▶ [PROBLEM TO SOLVE]: Wherever a picture appears, leave it out, and transcribe the rest of the records exactly.

Records drawn from a dataset:
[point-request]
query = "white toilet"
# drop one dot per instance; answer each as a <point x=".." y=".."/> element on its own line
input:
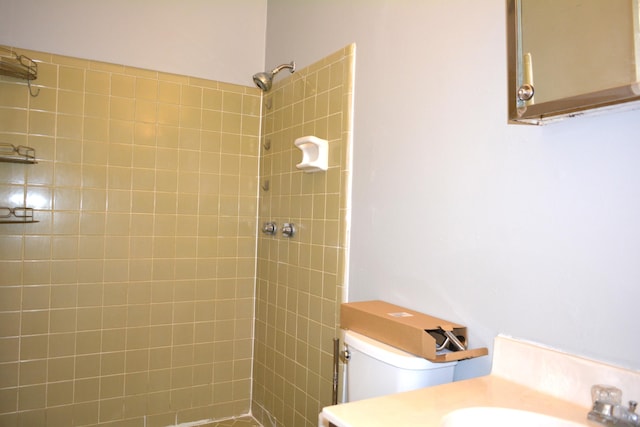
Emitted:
<point x="375" y="369"/>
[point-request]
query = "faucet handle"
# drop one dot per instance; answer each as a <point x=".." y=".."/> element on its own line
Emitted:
<point x="606" y="394"/>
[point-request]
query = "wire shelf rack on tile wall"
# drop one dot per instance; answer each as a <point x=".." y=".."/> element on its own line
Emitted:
<point x="18" y="66"/>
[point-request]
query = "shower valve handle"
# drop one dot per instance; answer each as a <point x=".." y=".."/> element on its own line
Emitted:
<point x="288" y="229"/>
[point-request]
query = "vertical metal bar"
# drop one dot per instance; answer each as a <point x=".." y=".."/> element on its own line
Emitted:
<point x="336" y="366"/>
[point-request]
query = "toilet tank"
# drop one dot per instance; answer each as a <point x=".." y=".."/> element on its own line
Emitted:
<point x="375" y="369"/>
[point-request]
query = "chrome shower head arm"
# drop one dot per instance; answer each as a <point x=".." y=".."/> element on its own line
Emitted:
<point x="291" y="66"/>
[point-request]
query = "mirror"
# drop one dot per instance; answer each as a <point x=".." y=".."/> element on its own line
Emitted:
<point x="569" y="57"/>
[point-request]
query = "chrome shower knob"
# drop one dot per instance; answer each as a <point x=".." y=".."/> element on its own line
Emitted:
<point x="288" y="229"/>
<point x="269" y="228"/>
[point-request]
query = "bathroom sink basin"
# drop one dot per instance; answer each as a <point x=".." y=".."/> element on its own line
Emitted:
<point x="502" y="417"/>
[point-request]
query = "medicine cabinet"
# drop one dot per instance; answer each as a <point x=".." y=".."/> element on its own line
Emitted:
<point x="571" y="57"/>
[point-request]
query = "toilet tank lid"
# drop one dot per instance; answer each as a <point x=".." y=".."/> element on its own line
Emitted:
<point x="390" y="355"/>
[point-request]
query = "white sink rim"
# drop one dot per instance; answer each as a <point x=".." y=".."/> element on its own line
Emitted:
<point x="479" y="416"/>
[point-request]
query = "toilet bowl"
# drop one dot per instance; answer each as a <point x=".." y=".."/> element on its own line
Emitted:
<point x="376" y="369"/>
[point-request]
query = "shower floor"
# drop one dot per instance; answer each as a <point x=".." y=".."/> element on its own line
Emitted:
<point x="238" y="422"/>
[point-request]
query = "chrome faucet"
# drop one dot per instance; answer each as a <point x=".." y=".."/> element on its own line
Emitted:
<point x="608" y="410"/>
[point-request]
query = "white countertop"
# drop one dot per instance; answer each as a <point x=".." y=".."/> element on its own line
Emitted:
<point x="427" y="406"/>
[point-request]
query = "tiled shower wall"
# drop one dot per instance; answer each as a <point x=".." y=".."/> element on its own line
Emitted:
<point x="131" y="301"/>
<point x="301" y="279"/>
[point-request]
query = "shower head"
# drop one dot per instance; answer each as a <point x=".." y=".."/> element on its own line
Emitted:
<point x="265" y="79"/>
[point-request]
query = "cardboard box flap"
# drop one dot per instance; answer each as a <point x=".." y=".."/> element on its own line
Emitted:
<point x="409" y="330"/>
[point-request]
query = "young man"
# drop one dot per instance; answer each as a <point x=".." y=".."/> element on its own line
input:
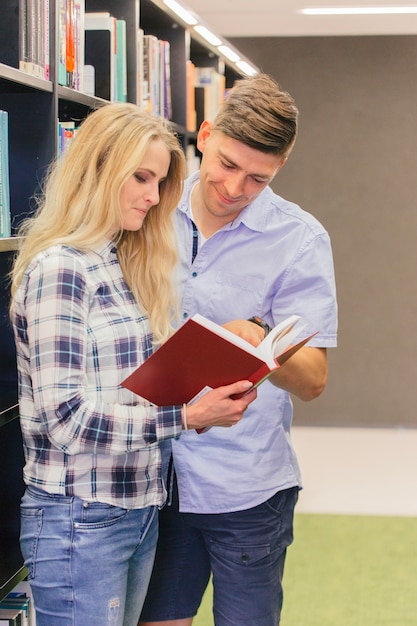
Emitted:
<point x="245" y="253"/>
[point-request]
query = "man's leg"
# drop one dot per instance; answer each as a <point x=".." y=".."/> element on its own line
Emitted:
<point x="247" y="554"/>
<point x="181" y="571"/>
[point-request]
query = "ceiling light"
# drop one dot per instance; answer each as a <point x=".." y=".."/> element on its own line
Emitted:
<point x="229" y="53"/>
<point x="208" y="35"/>
<point x="181" y="12"/>
<point x="246" y="68"/>
<point x="359" y="11"/>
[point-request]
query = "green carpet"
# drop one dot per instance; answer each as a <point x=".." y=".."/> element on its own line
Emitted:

▶ [RESPONSE AREA]:
[point-request]
query = "white toilet"
# drop one dot per instance; answer each as a <point x=".." y=".."/> element on its own line
input:
Emitted:
<point x="375" y="369"/>
[point-request]
query = "faucet handle"
# drop one dot per instance; answer each as a <point x=".." y=".."/> element on its own line
Emitted:
<point x="606" y="394"/>
[point-request]
query = "wire shelf rack on tile wall"
# drop one dot per instance; answer each as a <point x=".." y=".."/> element on its own line
Emitted:
<point x="18" y="66"/>
[point-request]
query = "shower valve handle"
# drop one dot per instance; answer each as a <point x=".." y=".."/> element on its own line
Emitted:
<point x="288" y="229"/>
[point-request]
query = "vertical metal bar"
# drop one dot per instance; answer each as a <point x=".." y=".."/> element on its own line
Emitted:
<point x="336" y="366"/>
[point-request]
query = "toilet tank"
# drop one dot per instance; answer each as a <point x=".." y=".."/> element on its own line
Emitted:
<point x="375" y="369"/>
[point-request]
query = "chrome shower head arm"
# drop one dot per instance; answer each as a <point x=".." y=".."/> element on its own line
Emitted:
<point x="291" y="66"/>
[point-request]
query = "mirror"
# drop one dot per instance; answer each as a <point x=".." y=".."/> element on its own line
Emitted:
<point x="569" y="57"/>
[point-request]
query = "chrome shower knob"
# drop one dot per instance; answer each as a <point x=".." y=".."/> element on its own line
Emitted:
<point x="288" y="229"/>
<point x="269" y="228"/>
[point-request]
query = "bathroom sink basin"
# drop one dot per instance; answer each as a <point x=".." y=".."/> element on its own line
Emitted:
<point x="502" y="417"/>
[point-request]
query = "medicine cabinet"
# drop one dot per instance; answer each as a <point x=".." y=".."/> element on its own line
Emitted:
<point x="571" y="57"/>
[point-request]
query = "toilet tank lid"
# drop one dot per instance; answer each as a <point x=".." y=".."/> element on its own line
Emitted:
<point x="390" y="355"/>
[point-request]
query = "white sink rim"
# drop one dot per instance; answer each as a <point x=".." y=".."/> element on its own line
Emitted:
<point x="479" y="416"/>
[point-request]
query = "toilet bowl"
# drop one dot per instance; answer each as a <point x=".." y=".."/> element on its own line
Emitted:
<point x="376" y="369"/>
[point-request]
query = "shower floor"
# drop one dot per instance; answer each as a <point x=".." y=".."/> element on its own line
Emitted:
<point x="238" y="422"/>
[point-request]
query = "chrome faucet"
# drop one dot per instance; answer each as a <point x=".." y=".."/> element on its own line
Emitted:
<point x="608" y="410"/>
[point-request]
query = "white countertop"
# drop one dot per instance; answer each as a <point x=".." y=".."/> element on its own line
Emitted:
<point x="427" y="406"/>
[point-request]
query = "tiled shower wall"
# drop one dot per instance; answer each as a <point x=".." y=".."/> element on its own line
Emitted:
<point x="131" y="301"/>
<point x="301" y="279"/>
[point-request]
query = "shower head"
# drop one dot per instance; answer each as a <point x=".." y=".."/> element on its own line
Emitted:
<point x="265" y="79"/>
[point-request]
query = "cardboard box flap"
# drop one dot per instance; answer each as a <point x=".." y=".."/> element on its own line
Emitted:
<point x="409" y="330"/>
[point-request]
query = "young man"
# drop one dot per instance; answer each as a <point x=".." y=".."/> element on its own line
input:
Emitted:
<point x="245" y="253"/>
[point-request]
query = "man's leg"
# drop one dot per instance; answer each as a <point x=".." y=".."/> element on its own line
Emitted:
<point x="247" y="554"/>
<point x="181" y="571"/>
[point-request]
query = "ceiling light"
# drop one dot per instance; answer each as a <point x=".." y=".."/> element on its own line
Emitted:
<point x="229" y="53"/>
<point x="208" y="35"/>
<point x="181" y="12"/>
<point x="246" y="68"/>
<point x="359" y="11"/>
[point-request]
query = "green carpet"
# drop one dot per instance; answer each as a <point x=".." y=".."/> element on its own line
Emitted:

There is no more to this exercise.